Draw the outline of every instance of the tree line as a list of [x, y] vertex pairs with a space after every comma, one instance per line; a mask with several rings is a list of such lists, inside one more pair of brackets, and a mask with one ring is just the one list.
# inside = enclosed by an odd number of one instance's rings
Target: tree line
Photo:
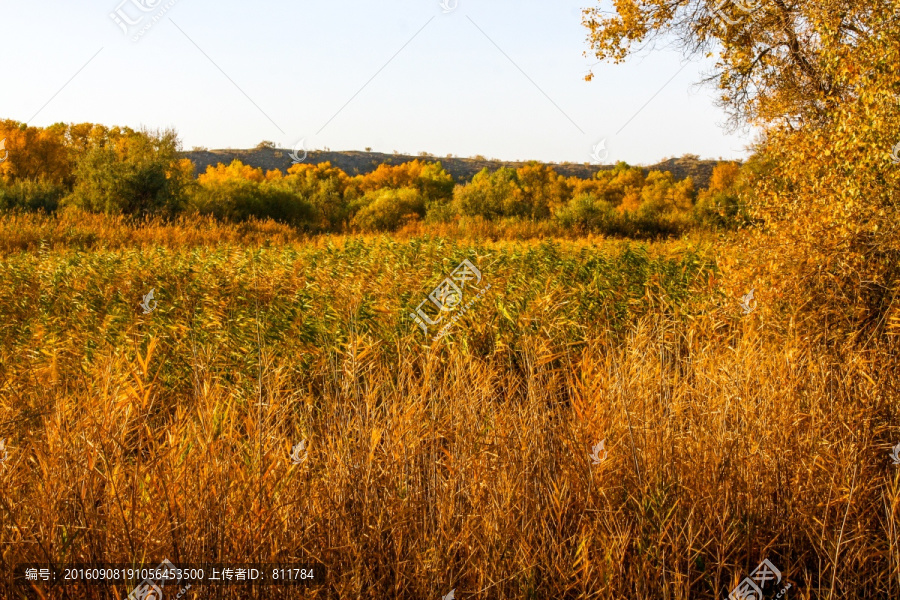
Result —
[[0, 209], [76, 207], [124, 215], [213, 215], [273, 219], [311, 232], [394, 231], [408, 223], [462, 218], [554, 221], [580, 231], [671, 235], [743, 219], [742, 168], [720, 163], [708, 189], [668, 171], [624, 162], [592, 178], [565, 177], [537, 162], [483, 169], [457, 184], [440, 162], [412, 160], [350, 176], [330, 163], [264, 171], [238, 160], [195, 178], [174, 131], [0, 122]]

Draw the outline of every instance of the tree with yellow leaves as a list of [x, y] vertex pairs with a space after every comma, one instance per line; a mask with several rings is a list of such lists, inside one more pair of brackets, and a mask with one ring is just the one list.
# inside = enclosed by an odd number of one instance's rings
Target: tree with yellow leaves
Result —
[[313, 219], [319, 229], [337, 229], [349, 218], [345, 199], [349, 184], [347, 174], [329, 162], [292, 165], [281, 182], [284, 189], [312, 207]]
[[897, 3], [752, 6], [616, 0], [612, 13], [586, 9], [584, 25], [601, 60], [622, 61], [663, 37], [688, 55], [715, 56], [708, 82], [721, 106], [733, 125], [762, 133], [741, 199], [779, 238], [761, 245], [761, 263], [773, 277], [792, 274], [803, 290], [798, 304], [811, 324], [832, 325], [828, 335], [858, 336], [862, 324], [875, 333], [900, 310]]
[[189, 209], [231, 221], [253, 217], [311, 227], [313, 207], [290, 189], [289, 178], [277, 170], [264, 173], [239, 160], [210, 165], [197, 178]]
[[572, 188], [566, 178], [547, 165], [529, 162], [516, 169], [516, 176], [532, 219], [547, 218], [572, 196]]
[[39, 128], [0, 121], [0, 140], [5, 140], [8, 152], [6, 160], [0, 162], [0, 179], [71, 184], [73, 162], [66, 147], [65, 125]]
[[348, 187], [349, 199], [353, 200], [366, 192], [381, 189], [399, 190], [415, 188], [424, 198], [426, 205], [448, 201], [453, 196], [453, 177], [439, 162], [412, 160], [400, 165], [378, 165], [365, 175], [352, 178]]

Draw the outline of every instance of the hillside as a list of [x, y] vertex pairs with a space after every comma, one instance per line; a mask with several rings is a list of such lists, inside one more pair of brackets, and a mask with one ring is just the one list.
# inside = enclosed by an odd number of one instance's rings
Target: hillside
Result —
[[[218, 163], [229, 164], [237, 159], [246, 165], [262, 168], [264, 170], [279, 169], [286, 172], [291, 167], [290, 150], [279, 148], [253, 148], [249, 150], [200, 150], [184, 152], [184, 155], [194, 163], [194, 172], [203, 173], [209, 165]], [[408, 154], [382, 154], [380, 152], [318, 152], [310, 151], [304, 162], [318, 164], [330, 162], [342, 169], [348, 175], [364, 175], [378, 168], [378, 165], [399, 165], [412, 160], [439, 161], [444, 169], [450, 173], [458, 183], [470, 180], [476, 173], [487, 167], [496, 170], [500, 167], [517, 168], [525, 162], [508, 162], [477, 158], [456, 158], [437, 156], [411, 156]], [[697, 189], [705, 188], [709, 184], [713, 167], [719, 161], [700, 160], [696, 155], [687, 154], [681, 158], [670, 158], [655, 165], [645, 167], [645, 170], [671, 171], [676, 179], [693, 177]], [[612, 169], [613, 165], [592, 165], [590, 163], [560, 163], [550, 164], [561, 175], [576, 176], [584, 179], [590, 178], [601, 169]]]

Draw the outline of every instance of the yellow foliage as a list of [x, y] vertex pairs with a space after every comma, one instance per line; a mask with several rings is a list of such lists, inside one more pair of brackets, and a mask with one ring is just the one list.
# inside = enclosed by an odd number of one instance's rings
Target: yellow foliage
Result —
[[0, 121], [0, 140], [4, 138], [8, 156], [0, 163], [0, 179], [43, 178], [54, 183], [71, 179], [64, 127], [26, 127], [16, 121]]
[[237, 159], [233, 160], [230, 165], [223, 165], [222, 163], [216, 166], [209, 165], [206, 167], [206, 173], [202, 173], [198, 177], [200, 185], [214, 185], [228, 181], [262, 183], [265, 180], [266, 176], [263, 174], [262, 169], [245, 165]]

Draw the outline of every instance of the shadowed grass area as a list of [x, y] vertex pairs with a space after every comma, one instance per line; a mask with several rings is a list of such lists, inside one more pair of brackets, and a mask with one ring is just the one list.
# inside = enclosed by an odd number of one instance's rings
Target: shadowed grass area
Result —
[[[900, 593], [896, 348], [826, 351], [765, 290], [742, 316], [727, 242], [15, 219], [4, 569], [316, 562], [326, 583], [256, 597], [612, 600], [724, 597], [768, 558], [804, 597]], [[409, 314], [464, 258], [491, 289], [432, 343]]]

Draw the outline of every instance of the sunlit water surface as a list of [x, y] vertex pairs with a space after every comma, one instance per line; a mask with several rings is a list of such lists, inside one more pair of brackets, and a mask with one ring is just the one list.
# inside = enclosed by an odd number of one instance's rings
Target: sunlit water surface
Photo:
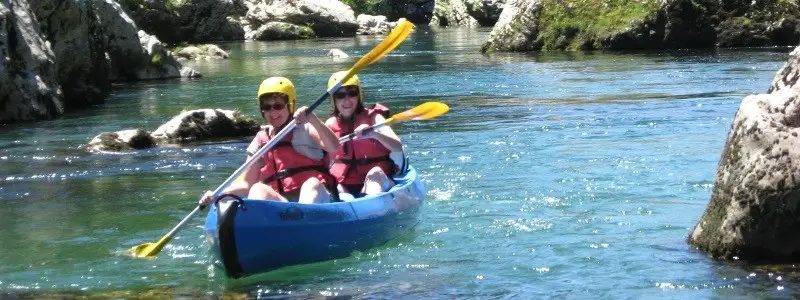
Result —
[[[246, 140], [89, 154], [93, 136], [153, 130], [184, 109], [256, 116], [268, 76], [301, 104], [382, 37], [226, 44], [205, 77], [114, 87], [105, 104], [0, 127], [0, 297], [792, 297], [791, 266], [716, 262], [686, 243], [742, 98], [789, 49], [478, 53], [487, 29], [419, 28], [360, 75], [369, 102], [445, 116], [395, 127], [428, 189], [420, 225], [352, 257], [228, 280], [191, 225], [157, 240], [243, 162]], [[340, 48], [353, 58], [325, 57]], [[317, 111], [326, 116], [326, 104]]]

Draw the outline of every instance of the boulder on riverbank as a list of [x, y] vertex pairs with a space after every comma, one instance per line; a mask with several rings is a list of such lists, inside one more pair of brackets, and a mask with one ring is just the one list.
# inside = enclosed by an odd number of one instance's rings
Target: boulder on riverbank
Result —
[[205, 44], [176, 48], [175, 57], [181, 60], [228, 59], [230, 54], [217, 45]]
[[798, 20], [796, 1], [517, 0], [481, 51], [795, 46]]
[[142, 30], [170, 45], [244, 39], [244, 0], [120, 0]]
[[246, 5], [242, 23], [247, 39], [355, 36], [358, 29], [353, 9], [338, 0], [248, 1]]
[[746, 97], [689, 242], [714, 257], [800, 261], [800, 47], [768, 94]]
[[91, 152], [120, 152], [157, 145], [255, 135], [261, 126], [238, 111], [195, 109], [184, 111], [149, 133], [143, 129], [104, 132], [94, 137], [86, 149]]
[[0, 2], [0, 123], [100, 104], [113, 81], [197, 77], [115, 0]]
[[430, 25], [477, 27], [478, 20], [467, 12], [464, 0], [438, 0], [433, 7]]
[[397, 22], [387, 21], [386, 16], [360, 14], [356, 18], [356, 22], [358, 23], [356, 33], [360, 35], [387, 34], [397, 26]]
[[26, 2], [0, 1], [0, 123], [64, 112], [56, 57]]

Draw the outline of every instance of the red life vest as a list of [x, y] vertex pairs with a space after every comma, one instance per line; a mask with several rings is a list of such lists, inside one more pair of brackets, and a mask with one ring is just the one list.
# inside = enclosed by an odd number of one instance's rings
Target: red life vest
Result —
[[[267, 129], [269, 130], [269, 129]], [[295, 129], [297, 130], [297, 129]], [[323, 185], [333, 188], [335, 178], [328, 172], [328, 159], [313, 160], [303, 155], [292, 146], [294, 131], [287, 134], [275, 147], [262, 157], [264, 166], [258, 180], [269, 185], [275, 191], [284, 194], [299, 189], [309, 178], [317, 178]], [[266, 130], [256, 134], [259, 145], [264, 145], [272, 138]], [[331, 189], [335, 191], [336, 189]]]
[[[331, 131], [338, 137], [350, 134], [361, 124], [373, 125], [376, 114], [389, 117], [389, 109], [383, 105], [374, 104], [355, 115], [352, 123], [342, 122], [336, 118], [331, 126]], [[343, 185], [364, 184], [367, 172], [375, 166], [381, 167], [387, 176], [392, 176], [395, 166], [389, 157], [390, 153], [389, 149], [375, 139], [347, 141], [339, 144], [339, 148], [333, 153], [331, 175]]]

=====

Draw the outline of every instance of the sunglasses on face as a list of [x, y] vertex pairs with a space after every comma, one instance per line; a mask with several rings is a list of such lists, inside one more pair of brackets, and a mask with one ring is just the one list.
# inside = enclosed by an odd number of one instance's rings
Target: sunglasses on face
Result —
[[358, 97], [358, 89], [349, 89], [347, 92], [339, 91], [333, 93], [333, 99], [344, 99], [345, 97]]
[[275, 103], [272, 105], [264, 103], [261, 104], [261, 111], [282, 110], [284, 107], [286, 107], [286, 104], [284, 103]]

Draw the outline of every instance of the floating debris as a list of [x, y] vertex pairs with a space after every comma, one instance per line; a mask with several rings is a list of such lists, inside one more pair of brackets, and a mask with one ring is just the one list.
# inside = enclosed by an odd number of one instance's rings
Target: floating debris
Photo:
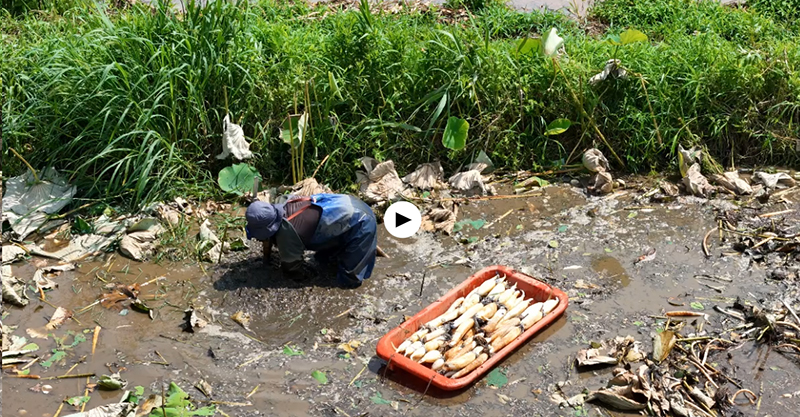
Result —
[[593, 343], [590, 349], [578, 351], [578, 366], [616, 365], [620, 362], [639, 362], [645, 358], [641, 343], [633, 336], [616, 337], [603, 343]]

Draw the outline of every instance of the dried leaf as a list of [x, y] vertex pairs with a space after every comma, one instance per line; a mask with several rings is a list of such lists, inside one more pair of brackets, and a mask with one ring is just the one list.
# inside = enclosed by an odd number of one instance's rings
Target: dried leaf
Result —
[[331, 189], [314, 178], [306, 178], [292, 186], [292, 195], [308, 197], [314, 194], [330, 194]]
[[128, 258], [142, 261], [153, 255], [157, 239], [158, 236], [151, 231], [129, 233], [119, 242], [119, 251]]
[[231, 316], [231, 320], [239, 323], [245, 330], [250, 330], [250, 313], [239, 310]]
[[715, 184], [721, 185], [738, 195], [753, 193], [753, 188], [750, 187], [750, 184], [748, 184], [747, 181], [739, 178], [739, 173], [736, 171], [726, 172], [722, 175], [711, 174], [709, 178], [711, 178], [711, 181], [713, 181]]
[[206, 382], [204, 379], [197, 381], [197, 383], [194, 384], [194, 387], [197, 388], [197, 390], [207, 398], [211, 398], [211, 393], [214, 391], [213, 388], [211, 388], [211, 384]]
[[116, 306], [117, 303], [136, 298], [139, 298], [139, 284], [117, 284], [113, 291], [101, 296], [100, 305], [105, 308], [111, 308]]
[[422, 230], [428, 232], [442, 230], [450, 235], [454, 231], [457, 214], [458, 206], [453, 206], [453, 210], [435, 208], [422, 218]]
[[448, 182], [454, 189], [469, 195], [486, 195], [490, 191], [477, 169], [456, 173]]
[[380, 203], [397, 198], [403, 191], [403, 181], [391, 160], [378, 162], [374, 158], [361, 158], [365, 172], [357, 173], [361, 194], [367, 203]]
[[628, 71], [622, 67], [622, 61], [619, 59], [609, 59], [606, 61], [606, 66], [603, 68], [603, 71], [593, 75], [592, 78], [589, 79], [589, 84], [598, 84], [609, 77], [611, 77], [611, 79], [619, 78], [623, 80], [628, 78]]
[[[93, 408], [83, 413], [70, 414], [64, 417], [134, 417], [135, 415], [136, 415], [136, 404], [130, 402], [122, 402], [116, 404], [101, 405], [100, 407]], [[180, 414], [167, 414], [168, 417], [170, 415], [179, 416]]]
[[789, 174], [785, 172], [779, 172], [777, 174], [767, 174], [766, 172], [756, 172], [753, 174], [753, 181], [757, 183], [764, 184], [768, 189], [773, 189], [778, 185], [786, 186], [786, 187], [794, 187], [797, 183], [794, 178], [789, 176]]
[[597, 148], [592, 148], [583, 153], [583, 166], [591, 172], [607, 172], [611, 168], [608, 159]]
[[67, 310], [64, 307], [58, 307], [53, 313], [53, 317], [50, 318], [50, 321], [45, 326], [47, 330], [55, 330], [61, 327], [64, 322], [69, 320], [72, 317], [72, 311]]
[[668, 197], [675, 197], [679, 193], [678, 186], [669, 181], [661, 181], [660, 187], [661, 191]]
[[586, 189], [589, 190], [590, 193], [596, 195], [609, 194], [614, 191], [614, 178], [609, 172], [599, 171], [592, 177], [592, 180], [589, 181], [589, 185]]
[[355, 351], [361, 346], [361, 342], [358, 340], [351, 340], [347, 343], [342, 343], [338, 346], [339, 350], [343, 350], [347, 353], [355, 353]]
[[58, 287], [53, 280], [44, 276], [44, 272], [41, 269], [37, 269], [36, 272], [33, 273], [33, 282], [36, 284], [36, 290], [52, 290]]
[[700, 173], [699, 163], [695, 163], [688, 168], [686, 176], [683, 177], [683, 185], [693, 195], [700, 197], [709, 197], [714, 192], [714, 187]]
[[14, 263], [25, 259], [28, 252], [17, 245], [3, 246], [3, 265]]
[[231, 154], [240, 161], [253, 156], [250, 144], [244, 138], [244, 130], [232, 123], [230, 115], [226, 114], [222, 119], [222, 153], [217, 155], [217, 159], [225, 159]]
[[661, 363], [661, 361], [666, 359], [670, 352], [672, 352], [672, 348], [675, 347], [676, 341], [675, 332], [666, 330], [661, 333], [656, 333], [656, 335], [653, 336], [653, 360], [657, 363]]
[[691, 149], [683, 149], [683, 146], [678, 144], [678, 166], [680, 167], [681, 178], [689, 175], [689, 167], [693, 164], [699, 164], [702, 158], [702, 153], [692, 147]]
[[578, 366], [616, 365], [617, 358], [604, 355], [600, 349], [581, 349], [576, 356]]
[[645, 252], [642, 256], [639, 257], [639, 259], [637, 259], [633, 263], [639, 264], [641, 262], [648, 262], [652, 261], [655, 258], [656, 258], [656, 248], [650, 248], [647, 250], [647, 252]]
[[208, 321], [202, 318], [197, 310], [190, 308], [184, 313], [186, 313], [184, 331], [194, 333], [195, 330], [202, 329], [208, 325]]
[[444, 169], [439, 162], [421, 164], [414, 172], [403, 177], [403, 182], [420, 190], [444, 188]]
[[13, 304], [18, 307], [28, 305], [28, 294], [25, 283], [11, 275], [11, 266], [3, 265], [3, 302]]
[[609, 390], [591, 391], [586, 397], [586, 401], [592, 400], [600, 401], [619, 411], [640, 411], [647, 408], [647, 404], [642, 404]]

=====

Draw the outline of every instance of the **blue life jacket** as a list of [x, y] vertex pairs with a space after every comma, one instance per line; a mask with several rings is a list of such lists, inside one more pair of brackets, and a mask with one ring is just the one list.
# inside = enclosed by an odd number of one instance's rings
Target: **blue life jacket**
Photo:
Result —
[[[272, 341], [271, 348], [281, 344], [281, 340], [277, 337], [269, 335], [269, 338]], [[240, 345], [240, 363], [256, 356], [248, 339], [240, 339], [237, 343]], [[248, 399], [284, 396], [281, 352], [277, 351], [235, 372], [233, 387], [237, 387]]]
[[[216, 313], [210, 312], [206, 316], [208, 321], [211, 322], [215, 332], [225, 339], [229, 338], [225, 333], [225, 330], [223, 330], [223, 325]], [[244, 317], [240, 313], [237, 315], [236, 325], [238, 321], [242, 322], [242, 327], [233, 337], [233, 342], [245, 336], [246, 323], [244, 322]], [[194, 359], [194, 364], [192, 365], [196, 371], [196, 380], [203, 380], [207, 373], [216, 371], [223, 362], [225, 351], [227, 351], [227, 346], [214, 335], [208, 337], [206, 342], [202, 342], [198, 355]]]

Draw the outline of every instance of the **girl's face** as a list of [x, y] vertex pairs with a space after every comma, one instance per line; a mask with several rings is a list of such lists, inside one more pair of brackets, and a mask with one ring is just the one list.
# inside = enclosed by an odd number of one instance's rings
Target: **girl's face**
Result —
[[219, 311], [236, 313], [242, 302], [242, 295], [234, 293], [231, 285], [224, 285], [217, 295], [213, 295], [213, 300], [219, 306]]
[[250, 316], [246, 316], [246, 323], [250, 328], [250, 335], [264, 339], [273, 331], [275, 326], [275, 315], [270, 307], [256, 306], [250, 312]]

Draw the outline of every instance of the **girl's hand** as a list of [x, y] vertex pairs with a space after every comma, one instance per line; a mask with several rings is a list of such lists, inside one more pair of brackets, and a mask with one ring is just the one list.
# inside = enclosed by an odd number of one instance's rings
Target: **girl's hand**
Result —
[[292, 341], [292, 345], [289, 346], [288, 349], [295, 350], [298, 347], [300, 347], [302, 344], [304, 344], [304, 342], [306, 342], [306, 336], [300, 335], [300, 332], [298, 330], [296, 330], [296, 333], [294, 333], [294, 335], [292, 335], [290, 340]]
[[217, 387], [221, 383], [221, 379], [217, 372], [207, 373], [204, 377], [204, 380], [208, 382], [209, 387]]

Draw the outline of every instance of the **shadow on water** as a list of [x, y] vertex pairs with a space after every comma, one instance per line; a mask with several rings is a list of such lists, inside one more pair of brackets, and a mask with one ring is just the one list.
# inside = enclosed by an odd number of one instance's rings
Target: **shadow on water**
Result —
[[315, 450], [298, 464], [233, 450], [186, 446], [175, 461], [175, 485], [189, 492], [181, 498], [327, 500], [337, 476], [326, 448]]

=====

Exercise:
When a line in the material above contains the word "floating", copy that line out.

Expected answer:
Draw the outline of every instance of the floating debris as a list of [x, y] vertex pairs with a space after every comma, one instance per line; a mask with several rings is a list of such lists, inside one more pair of brackets, and a mask with one ring is just the one list.
Target: floating debris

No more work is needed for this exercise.